* **Instructions for the task**:
In the listing that follows, copy out each line that includes the word "rough".

* **Records provided**:

◇ ◇ ◇ ◇ ◇

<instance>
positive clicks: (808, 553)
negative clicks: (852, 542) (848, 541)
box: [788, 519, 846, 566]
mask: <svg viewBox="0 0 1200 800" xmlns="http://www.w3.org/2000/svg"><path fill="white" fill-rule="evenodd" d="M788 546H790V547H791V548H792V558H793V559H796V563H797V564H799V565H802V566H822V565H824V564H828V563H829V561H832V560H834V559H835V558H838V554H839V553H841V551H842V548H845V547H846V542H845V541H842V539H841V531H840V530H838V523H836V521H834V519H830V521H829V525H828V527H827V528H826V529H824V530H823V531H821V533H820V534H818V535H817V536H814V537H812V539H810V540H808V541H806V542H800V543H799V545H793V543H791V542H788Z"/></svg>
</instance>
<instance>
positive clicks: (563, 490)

◇ ◇ ◇ ◇ ◇

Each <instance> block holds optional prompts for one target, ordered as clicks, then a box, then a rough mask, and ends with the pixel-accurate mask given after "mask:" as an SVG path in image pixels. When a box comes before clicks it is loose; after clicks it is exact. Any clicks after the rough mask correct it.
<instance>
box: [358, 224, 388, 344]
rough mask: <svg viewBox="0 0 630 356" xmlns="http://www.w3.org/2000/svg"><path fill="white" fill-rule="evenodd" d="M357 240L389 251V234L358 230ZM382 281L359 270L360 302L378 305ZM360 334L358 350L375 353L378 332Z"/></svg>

◇ ◇ ◇ ◇ ◇

* **Answer to this task**:
Each <instance> block holds optional prompts for one target, ordered as clicks, then a box, then a rough mask, and ends with the pixel-accurate mask given after "mask:" as an SVG path in image pixels. When a box comes before clicks it is loose; after clicks it is exact. Any clicks after the rough mask correct it.
rough mask: <svg viewBox="0 0 630 356" xmlns="http://www.w3.org/2000/svg"><path fill="white" fill-rule="evenodd" d="M357 240L389 251V234L358 230ZM382 281L359 270L360 302L378 305ZM360 334L358 350L375 353L378 332Z"/></svg>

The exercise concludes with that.